» Исходный текст:
Однажды разговор коснулся рабства наших крестьян.
— У меня душа не деспотична, — ответила я, — следовательно, вы можете мне верить. Я установила в моем орловском имении такое управление, которое сделало крестьян счастливыми и богатыми и ограждает их от ограбления и притеснений мелких чиновников. Благосостояние наших крестьян увеличивает и наши доходы; следовательно, надо быть сумасшедшим, чтобы самому иссушить источник собственных доходов. Дворяне служат посредниками между крестьянами и казной, и в их интересах защищать их от алчности губернаторов и воевод.
— Но вы не можете отрицать, княгиня, что, будь они свободны, они стали бы просвещеннее и вследствие этого богаче.
— Если бы самодержец, — ответила я, — разбивая несколько звеньев, связывающих крестьянина с помещиками, одновременно разбил бы звенья, приковывающие помещиков к воле самодержавных государей, я с радостью и хоть бы своею кровью подписалась бы под этой мерой. Впрочем, простите мне, если я вам скажу, что вы спутали следствия с причинами. Просвещение ведет к свободе; свобода же без просвещения породила бы только анархию и беспорядок. Когда низшие классы моих соотечественников будут просвещены, тогда они будут достойны свободы, так как они тогда только сумеют воспользоваться ею без ущерба для своих сограждан и не разрушая порядка и отношений, неизбежных при всяком образе правления.

» Цель упражнения:
Верните без изменений отрывок из текста о рабстве крестьян, начиная со слов «Однажды разговор коснулся» и продолжая до слов «вследствие этого богаче.» включительно.

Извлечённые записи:
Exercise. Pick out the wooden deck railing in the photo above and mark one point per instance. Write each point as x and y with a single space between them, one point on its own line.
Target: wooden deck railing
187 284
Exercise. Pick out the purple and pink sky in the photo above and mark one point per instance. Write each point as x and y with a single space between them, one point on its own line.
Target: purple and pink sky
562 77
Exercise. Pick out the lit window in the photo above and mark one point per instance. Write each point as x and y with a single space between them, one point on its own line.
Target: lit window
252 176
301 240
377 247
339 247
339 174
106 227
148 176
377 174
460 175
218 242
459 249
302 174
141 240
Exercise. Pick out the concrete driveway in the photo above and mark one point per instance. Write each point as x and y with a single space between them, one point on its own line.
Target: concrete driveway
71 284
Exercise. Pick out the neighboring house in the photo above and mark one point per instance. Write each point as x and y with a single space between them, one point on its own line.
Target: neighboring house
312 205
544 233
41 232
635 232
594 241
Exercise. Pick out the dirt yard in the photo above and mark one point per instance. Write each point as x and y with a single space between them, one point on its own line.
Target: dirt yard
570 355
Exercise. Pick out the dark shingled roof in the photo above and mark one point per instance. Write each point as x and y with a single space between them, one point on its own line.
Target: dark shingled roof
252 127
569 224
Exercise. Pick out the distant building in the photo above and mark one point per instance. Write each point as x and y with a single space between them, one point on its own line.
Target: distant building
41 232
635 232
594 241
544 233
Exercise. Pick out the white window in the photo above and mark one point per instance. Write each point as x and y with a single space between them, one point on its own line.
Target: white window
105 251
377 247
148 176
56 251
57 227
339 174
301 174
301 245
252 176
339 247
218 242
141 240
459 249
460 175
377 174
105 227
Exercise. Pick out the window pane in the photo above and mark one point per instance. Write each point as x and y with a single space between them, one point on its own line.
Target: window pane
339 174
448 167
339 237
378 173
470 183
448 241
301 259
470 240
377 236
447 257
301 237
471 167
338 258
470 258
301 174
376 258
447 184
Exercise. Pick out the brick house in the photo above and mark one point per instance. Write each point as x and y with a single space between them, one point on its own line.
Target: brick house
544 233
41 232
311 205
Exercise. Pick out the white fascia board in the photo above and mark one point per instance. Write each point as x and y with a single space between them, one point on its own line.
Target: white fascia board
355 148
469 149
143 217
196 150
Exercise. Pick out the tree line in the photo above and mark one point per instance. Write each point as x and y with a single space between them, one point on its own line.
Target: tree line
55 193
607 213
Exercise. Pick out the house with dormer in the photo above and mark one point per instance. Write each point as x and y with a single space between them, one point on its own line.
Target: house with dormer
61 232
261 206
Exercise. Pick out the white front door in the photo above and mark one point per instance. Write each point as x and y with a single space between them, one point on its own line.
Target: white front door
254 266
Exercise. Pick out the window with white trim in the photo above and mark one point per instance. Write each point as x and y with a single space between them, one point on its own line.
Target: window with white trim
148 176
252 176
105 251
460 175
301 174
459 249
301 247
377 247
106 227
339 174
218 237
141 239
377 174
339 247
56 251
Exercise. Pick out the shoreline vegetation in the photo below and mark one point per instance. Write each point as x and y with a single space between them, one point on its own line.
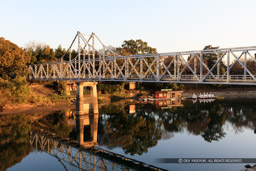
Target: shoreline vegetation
19 95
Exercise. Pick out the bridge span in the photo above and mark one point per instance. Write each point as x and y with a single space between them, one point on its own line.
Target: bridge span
99 63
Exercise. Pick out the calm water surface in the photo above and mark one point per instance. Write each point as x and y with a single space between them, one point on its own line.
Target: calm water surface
126 134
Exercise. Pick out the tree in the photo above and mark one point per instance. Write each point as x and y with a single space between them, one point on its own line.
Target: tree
13 59
134 47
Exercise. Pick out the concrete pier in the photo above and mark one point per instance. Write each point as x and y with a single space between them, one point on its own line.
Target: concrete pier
81 106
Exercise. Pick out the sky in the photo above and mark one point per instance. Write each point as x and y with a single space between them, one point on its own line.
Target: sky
167 25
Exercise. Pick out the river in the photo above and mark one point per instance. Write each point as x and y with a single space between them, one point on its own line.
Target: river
131 135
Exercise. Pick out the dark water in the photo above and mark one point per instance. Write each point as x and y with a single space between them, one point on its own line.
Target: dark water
122 137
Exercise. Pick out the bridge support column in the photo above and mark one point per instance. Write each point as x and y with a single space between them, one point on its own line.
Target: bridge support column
87 129
92 106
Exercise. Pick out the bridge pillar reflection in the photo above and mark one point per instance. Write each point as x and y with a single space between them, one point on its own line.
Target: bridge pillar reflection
87 115
92 106
87 129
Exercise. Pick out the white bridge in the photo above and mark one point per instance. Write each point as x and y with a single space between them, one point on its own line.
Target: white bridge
96 62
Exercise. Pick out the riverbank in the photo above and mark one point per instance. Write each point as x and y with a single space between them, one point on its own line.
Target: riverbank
32 108
227 94
62 104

» Решение упражнения:
Однажды разговор коснулся рабства наших крестьян.
— У меня душа не деспотична, — ответила я, — следовательно, вы можете мне верить. Я установила в моем орловском имении такое управление, которое сделало крестьян счастливыми и богатыми и ограждает их от ограбления и притеснений мелких чиновников. Благосостояние наших крестьян увеличивает и наши доходы; следовательно, надо быть сумасшедшим, чтобы самому иссушить источник собственных доходов. Дворяне служат посредниками между крестьянами и казной, и в их интересах защищать их от алчности губернаторов и воевод.
— Но вы не можете отрицать, княгиня, что, будь они свободны, они стали бы просвещеннее и вследствие этого богаче.